[Fragmenty danych o oznaczonych obszarach]

★ ★ ★

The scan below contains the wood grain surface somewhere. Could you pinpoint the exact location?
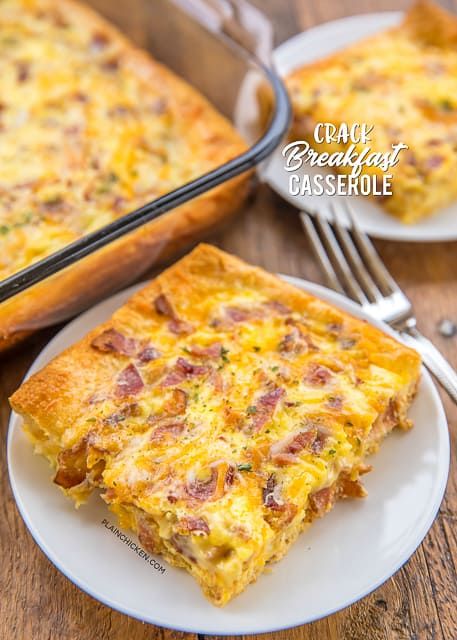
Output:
[0,0,457,640]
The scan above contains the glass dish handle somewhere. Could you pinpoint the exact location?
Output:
[174,0,273,66]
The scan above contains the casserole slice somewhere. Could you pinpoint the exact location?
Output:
[286,0,457,224]
[11,245,420,605]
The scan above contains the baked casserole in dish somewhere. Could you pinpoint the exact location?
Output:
[0,0,253,349]
[285,0,457,223]
[11,245,420,606]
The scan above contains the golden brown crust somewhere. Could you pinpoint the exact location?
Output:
[10,244,420,452]
[0,0,249,352]
[10,245,420,606]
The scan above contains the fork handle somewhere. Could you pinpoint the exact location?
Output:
[401,327,457,404]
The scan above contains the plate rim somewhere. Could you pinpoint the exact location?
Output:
[7,274,450,636]
[268,11,457,244]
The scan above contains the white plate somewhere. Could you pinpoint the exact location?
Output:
[261,12,457,242]
[8,278,449,635]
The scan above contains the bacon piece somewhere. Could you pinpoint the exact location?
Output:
[211,306,265,328]
[338,476,367,498]
[178,516,210,535]
[278,326,317,355]
[327,396,343,411]
[148,389,187,424]
[250,387,285,431]
[151,422,186,442]
[161,358,210,387]
[91,329,137,356]
[186,467,218,501]
[54,438,88,489]
[188,342,222,359]
[16,60,30,84]
[225,307,250,322]
[138,520,158,553]
[305,362,333,387]
[168,318,194,335]
[311,429,328,455]
[263,300,291,316]
[210,369,224,393]
[309,487,334,518]
[164,389,187,416]
[103,402,141,425]
[154,293,194,335]
[137,346,161,364]
[225,464,235,487]
[115,364,144,398]
[262,473,284,510]
[269,425,327,466]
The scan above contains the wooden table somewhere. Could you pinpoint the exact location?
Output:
[0,0,457,640]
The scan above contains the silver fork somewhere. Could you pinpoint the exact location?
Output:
[300,201,457,404]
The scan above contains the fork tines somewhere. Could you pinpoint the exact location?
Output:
[300,200,400,306]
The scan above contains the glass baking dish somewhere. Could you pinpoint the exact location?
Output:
[0,0,290,351]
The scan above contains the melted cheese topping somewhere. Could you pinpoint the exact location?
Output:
[12,245,420,604]
[287,1,457,223]
[0,0,241,279]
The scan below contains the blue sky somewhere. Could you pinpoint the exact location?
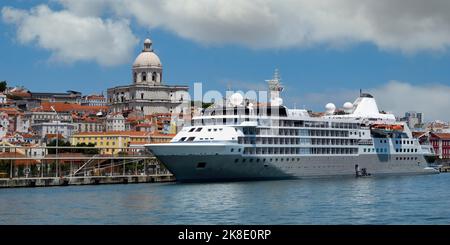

★ ★ ★

* _Treść polecenia_
Przepisz z materiału wszystkie wiersze, od tego, który zawiera „The scan above contains the bacon”, aż po ten, który zawiera „[300,201,457,404]”, łącznie z obydwoma i bez pomijania żadnego. Każdą współrzędną ramek pomnóż przy tym przez 1,25 i zaokrąglij do liczby całkowitej, połówki w górę, a resztę tekstu pozostaw bez zmian.

* _Poprawna odpowiedź_
The scan above contains the bacon piece somewhere. Could you pinpoint the exact location?
Output:
[264,383,331,410]
[423,595,459,623]
[223,645,263,669]
[348,408,396,444]
[409,495,429,514]
[185,486,234,530]
[313,484,356,539]
[189,528,233,553]
[201,448,263,484]
[114,411,171,445]
[233,584,273,626]
[68,548,110,611]
[235,428,278,449]
[20,75,38,105]
[281,384,313,403]
[173,650,198,691]
[381,453,416,484]
[210,398,243,419]
[389,536,410,569]
[329,375,364,395]
[263,461,280,491]
[386,609,418,648]
[205,486,234,520]
[129,503,176,531]
[193,366,243,419]
[171,433,201,455]
[281,580,294,609]
[144,455,180,498]
[328,591,355,638]
[336,531,409,583]
The scan above contains the wooden table somewhere. Could you pinpoint the exact location?
Output:
[0,0,571,800]
The scan above contains the silver fork somewhere. Could you pinpoint the exact location?
Output:
[375,251,571,505]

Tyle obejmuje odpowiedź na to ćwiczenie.